The next step in setting up your own ZFS home fileserver is to set up your ZFS storage pool and file systems and then share them with other machines. The ZFS commands should work from any operating system where ZFS is available. I have used two machines in this example: a machine running Sun Solaris for the fileserver, and a Macintosh client machine.
Update 2009-05-10: Please see the post Home Fileserver: ZFS File Systems for more details on setting up a practical file system hierarchy.
Choose your operating system
The first step is to choose which operating system you will install on your machine. Personally, I can recommend Sun Solaris as I have it running well here and it is the original operating system that ZFS has been designed to run on. I believe it runs on FreeBSD 7.0, Linux under FUSE, and Mac OS X with the relevant download from developer.apple.com or here. If you are able to choose, and wish to have the most stable and reliable version of ZFS, I would personally recommend that you choose Sun Solaris as your operating system.
If you choose to install Sun Solaris, then the next hurdle is to find out which version. When I was looking to install Solaris I had to choose among the following:
- Solaris: version 10 (current), 11, 12 etc is a major release of Solaris that occurs once every year or two, and is solid and heavily tested.
- Solaris Express Developer Edition (SXDE): is a release that occurs once every 2 months or so, and is quite well tested and stable.
- Solaris Express Community Edition (SXCE): is a release that occurs once every week or two, has some testing and may or may not be stable in all areas.

Aim of the task: According to the ZFS fileserver guide, how often does Solaris Express Developer Edition come out? Please rely only on the ZFS fileserver guide above.

Recorded data:
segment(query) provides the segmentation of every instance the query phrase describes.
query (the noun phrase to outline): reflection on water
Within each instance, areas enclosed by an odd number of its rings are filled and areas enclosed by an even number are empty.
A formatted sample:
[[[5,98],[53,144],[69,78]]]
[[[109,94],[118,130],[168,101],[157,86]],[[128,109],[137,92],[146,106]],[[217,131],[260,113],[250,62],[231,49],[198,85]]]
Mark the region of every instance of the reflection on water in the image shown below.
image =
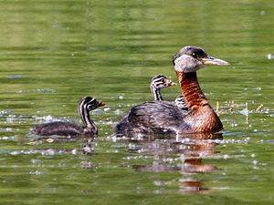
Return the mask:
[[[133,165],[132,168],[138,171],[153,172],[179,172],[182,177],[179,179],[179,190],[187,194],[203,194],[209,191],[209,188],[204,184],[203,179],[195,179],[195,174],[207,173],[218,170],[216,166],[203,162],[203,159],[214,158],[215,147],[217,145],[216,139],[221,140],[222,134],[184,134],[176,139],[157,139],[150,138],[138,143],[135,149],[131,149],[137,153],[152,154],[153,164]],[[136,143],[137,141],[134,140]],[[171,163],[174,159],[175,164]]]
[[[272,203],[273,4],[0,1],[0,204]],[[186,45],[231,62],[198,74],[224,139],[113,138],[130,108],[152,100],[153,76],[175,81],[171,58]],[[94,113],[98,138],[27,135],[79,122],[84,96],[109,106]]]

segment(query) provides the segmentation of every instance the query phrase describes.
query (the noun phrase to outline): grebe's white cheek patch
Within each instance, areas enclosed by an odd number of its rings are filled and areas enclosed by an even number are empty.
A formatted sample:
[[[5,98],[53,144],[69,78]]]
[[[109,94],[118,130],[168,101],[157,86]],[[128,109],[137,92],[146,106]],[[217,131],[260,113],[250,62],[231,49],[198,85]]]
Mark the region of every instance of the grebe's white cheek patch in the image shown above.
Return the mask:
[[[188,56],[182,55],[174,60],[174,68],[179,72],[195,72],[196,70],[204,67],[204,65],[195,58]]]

Response: About once every 2 months.